TEXT FOR ANALYSIS ▸
#####

Cornwell has a whole chapter called 'Dawkins versus Dostoyevsky'. The entire purpose of the chapter is to reply to what he believes is a misunderstanding, by me, of Dostoyevsky. Here's what Cornwell says:

There can be few people alive today who would boast ethical superiority over the novelist Fyodor Dostoyevsky. You depict the powerful character of Ivan Karamazov, in Dostoyevsky's The Brothers Karamazov, as believing that if God does not exist then everything is permitted. In other words, a world without belief in God is bound to be a world of unbridled crime and sin. It does of course appear rather a crass viewpoint; and it surely seems odd that Dostoyevsky, as you claim, shared in that crassness.


But, for heaven's sake, I did not claim any such thing. Quite the reverse. Here's what I actually wrote:

It is widely believed that Dostoevsky was of that opinion, presumably because of some remarks he put into the mouth of Ivan Karamazov.


I should have thought the irony in my words would be obvious. Isn't it clear from "widely believed" and "presumably" that I was signalling my own scepticism at the widely believed notion that Dostoevsky himself agreed with Ivan.

After a long quotation from Ivan, I wrote:

Perhaps naively, I have inclined towards a less cynical view of human nature than Ivan Karamazov.


But now look at Cornwell's traducing of what I said:

You are happy to inform your readers, with the neat disclaimer -- "Perhaps naively' -- that you have inclined towards a less cynical view of human nature than Dostoevsky.

#####

Free-text object descriptions ▸
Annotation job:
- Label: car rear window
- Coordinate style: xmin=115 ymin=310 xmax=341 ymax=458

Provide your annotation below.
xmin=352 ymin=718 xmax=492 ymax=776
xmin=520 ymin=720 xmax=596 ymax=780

#####

QUESTIONS ▸
1. In the passage about Cornwell and Dostoyevsky, what title does Cornwell give his chapter?
2. Which people and fictional characters are named in the passage about Cornwell and Dostoyevsky? List every one.
3. Does the passage about Cornwell and Dostoyevsky support each of these statements? Answer yes or no for each and quote the deciding words.
(a) Cornwell says the writer claimed that Dostoyevsky shared Ivan Karamazov's view.
(b) The writer accepts that he claimed Dostoyevsky agreed with Ivan.
(c) In Cornwell's account, the writer says his view of human nature is less cynical than Ivan Karamazov's.

ANSWERS TO THE EXERCISE ▸
1. 'Dawkins versus Dostoyevsky'

2. Cornwell, Dawkins, Fyodor Dostoyevsky, Ivan Karamazov

3.
(a) Yes: "it surely seems odd that Dostoyevsky, as you claim, shared in that crassness."
(b) No: "But, for heaven's sake, I did not claim any such thing."
(c) No: "you have inclined towards a less cynical view of human nature than Dostoevsky."